What you will do —
- 1) Using the plot summary below, state whether each statement agrees with it: (a) Ray works as a mechanic in Hunts Point; (b) T.K moves into a flat in Harlem; (c) The Mexican plans Candy's breakout from Riker's Island. For each, answer yes or no and quote the words of the summary that decide it.
- 2) Write the next part of the plot summary below, picking up after its final sentence.

Eighteen-year-old T.K (The Kid) works as a getaway driver for a New York crime ring in 1978, esco thieves robbing liquor stores, racing over the city and the circuit tracks. His good friend and roommate, Ray, a professional mechanic and a gambler, works as a mechanic in Hunts Point, where T.K has a room. T.K describes himself as "a country boy looking to make good", and he is new in New York, but quickly settles down after a few weeks. The story starts after another heist, where T.K escapes the police, and is relaxing when Ray arrives; he considers going deeper into the criminal world, instead of "always robbing nickel and dime stores."
Ray, having plans on going deeper in the crime world, introduces him to Slink, an owner of the club in Harlem and a local drug dealer, whom he does low-level work for. He proves himself for Slink with his driving techniques and shooting abilities. His work for Slink eventually pays of very well, and soon, he moves out of Ray's garage, getting his own luxurious flat in the Upper East Side of New York thanks to Slink's jobs.
He is soon then introduced to two other prominent gangsters, The Mexican and Bishop. The Mexican usually sets up races for him to prove his way as a driver, while Bishop hatches a plan to break an associate, Candy, out of Riker's Island prison, and gets jobs for T.K so he can get access to the prison like stealing a prison van and scaring a security guard so he would let him in the prison. Afterwards, T.K successfully breaks out Candy.
The gangsters form a collective team, composed of T.K, Slink, Bishop, The Mexican and Candy, led by a corrupt undercover detective, Corrigan. Corrigan's organization wishes to start distributing cocaine in New York City, but a prominent Colombian drug lord, Rafael Martinez, already has a foothold, making it almost impossible to distribute, so Corrigan plans to have Martinez kidnapped. Candy proves himself with his planning skills and orders T.K to plant some bombs around the city, some on the bridges and one of the jeeps of Martinez's henchmen.
After setting up everything for the kidnapping, Candy lays out a large, detailed plan; T.K first drives to a bridge where Martinez's convoy is supposed to follow, and blows it up to derail the convoy. Afterwards, he blows up one of their jeeps to weaken the convoy, and directs them to the vantage point by blowing up one of the passageways, and then waits in the alleyway to ambush the convoy. Afterwards, he takes the limo to the local garage where Corrigan waits, where they tie up Martinez and leave him there locked up.
As Corrigan planned, Martinez's henchmen offer the ransom money and T.K collects it, but Martinez's henchmen arrive, setting a trap. However, he manages to drive a bike across the rooftops of buildings to escape, and landing in a scrap yard, he enters the back of The Mexican's truck, and they escape the henchmen and drive to a warehouse meeting point, with TK having derailed Martinez's henchmen with an AK-47 provided by The Mexican.

Entries excerpted from a collection —
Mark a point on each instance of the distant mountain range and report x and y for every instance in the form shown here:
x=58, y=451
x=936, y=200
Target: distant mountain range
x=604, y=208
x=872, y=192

Results by task —
- 1)
(a) Yes: "works as a mechanic in Hunts Point"
(b) No: "getting his own luxurious flat in the Upper East Side of New York"
(c) No: "Bishop hatches a plan to break an associate, Candy, out of Riker's Island prison"

- 2)
After counting the money, Corrigan suddenly changes the plan and shoots Martinez dead. Figuring that TK is insignificant, and that they need somebody to set up, Corrigan shoots him at the same time and leaves him to be framed and charged with kidnap, extortion, and murder, and Slink, Bishop, Candy and The Mexican leave, revealing that this was a part of the elaborate plan to escape with the money and that TK was a scapegoat from the beginning. TK is arrested sentenced to 28 years at the notorious Sing-Sing prison.
While at Sing-Sing, T.K plans vengeance upon each of the men who betrayed him. While he was incarcerated, Slink became a drug producer and a porno director, turning his Harlem club into a film and music studio, a front for a huge drug business. Bishop became a drug kingpin (something like Martinez) who cooperates with Slink, expanding the drugs that Slink produces, got a trophy wife and moved into a huge mansion. Corrigan is now the Commissioner of the fictitious "City Police", funded by Bishop, Slink and Candy. Candy became a gangster who runs a prostitution and porn movie ring, an "empire of trash" by TK's words, distributed by Slink's movies, forming a strong ally that rules the town. But, in TK's words "only The Mexican has fucked up", who was dillusioned with the money. He detoriated, went bankrupt, and became an alcoholic low-life, working in an arcade room in Queens while the others abandoned him.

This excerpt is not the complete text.